Bennett was born in St. Louis in 1895 to Clarence Edgcombe “Clay” Bennett Sr., a foreman at a printing press, and the former Amelia Graham. Clarence Jr. was one of 11 children in a family that at first lived in the City of St. Louis but later moved to St. Louis County.

(It’s important to note that St. Louis County was at the time and still is separate and distinct from the City Of St. Louis, which split off from the county in the 1870s. This fact made it a bit challenging to do research for this series on Fred Goree.)

Clarence Jr. – for the sake of clarity, I’ll refer to Bennett Jr. as Pat from here on out – as a cook in the Army during WWI; he was reportedly wounded and gassed during battle while a part of the 138th Infantry, Missouri National Guard.

Bennett became a deputy constable in 1922, roughly three years before killing Fred Goree. He was appointed a deputy sheriff in 1936 by St. Louis County then-Sheriff-elect A.J. Frank, under whom Bennett served until 1941. Bennett unsuccessfully ran for St. Louis County Sheriff in 1952 as a Republican while he was working as an ironworks foreman. Bennett had also previously and unsuccessfully run for justice of the peace in St. Ferdinand Township in 1930.

+ + + + + + +

» Study questions
A - Please reproduce the Bennett passage from "Bennett was born" to "on Fred Goree.)".
B - Decide whether each statement agrees with the Bennett passage, answering yes or no and quoting the words of the passage that settle it: (i) Bennett was one of 11 children. (ii) Bennett was appointed a deputy sheriff in 1922. (iii) Bennett ran for St. Louis County Sheriff as a Republican in 1952.

+ + + + + + +

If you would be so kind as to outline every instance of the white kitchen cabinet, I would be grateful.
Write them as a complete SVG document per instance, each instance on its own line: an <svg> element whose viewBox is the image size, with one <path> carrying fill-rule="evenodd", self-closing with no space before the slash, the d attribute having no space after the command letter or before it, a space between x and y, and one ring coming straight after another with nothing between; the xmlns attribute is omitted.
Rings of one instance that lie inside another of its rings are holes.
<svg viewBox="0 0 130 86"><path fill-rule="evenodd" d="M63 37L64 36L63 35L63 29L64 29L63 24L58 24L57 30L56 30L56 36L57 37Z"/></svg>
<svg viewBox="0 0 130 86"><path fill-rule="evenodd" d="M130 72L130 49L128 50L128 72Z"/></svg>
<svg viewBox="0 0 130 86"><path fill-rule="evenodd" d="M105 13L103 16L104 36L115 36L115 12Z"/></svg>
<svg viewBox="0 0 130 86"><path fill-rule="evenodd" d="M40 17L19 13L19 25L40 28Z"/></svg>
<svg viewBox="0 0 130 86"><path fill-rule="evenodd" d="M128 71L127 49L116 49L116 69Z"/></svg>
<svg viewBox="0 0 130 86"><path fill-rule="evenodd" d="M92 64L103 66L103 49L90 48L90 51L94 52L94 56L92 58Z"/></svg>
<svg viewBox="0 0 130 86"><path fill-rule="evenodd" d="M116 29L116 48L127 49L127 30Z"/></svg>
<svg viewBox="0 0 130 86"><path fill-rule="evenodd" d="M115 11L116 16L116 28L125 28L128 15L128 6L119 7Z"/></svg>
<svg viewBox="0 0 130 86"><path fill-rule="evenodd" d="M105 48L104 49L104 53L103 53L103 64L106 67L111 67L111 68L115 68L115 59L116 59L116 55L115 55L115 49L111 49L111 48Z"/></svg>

+ + + + + + +

» Solved tasks
A -
Bennett was born in St. Louis in 1895 to Clarence Edgcombe “Clay” Bennett Sr., a foreman at a printing press, and the former Amelia Graham. Clarence Jr. was one of 11 children in a family that at first lived in the City of St. Louis but later moved to St. Louis County.

(It’s important to note that St. Louis County was at the time and still is separate and distinct from the City Of St. Louis, which split off from the county in the 1870s. This fact made it a bit challenging to do research for this series on Fred Goree.)

B -
(i) Yes: "Clarence Jr. was one of 11 children"
(ii) No: "He was appointed a deputy sheriff in 1936"
(iii) Yes: "Bennett unsuccessfully ran for St. Louis County Sheriff in 1952 as a Republican"